→ REQUEST: Reproduce all entries precisely, down to the last character.

● ● ● ●

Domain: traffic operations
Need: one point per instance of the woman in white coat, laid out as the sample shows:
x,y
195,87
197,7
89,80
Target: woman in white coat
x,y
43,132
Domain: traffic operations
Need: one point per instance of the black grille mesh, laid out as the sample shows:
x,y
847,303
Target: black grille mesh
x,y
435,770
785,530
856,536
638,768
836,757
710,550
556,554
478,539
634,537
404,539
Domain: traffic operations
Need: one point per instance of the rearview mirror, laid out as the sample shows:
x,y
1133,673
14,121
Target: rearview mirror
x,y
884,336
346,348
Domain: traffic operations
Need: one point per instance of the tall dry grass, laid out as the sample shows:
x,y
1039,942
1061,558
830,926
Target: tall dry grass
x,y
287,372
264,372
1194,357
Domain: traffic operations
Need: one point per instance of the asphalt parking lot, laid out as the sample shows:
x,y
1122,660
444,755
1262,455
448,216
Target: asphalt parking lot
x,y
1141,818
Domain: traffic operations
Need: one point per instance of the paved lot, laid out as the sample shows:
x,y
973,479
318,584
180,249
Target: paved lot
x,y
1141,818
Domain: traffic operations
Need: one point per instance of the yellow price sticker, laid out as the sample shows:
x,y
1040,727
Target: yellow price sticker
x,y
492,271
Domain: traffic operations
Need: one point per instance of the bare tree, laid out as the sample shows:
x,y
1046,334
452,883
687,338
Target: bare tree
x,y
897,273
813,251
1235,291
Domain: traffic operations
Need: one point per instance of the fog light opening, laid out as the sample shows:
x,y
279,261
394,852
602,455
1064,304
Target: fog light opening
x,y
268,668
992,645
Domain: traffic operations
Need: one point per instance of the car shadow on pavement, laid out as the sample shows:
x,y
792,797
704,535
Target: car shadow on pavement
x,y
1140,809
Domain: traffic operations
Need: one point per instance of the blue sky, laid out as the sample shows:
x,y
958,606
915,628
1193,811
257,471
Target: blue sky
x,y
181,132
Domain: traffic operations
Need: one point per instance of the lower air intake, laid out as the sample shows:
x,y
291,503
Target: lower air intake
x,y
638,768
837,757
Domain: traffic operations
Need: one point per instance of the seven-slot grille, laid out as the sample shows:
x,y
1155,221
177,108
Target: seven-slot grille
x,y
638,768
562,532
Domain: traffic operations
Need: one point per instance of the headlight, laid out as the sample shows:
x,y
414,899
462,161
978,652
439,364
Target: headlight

● ● ● ●

→ TASK RESPONSE:
Domain: traffic operations
Need: one point per instance of the woman in white coat, laid out as the sample shows:
x,y
195,87
197,7
89,80
Target: woman in white coat
x,y
43,132
Domain: traffic operations
Need: one point per instance of the black grille mesh, laid out as the sample shows:
x,y
847,303
Target: black grille mesh
x,y
435,770
785,530
856,536
638,768
836,757
710,550
556,554
478,539
634,537
404,539
Domain: traffic operations
Need: one point per instance of the rearview mirror, laid out as the sample shows:
x,y
1133,673
14,121
Target: rearview mirror
x,y
884,336
346,348
Domain: traffic operations
Need: one point per instance of the tall dry grass, laid out as the sample shows:
x,y
1039,942
1061,558
830,926
Target: tall dry grass
x,y
287,372
264,372
1194,357
Domain: traffic operations
Need: one point per instance of the asphalt parking lot, laid out as the sample shows:
x,y
1122,660
444,755
1262,455
448,216
Target: asphalt parking lot
x,y
1141,818
Domain: traffic operations
Need: one point per instance of the paved lot, laid out as the sample shows:
x,y
973,479
318,584
180,249
Target: paved lot
x,y
1141,818
Domain: traffic operations
Need: one point per instance of the yellow price sticker, laid out as the sample shows:
x,y
1040,727
Target: yellow price sticker
x,y
492,271
Domain: traffic operations
Need: one point per instance of the bare tree, laid out as the sample shows:
x,y
1046,334
452,883
687,338
Target: bare tree
x,y
897,273
813,251
1235,291
Domain: traffic operations
Need: one point per instance of the fog light opening, laid out as the sample shows:
x,y
279,261
394,852
602,455
1064,304
Target: fog light opening
x,y
268,668
992,645
Domain: traffic operations
Need: one point per instance of the car shadow on pavement, laid out as the sample shows:
x,y
792,797
704,535
Target: car shadow on pavement
x,y
1140,809
Domain: traffic operations
Need: one point per instance of the blue sky, laid out as the sample shows:
x,y
958,606
915,628
1193,811
257,471
Target: blue sky
x,y
181,132
Domain: traffic operations
Need: one point per instance of the lower air intake, laid out as the sample shows:
x,y
291,503
Target: lower air intake
x,y
638,768
837,757
Domain: traffic operations
Need: one point per instance of the seven-slot grille, laid out as the sample shows:
x,y
1155,221
177,108
Target: seven-slot grille
x,y
638,768
562,532
Domain: traffic operations
Need: one point per instance of the headlight, laid out as the sample shows:
x,y
414,899
462,161
978,652
439,364
Target: headlight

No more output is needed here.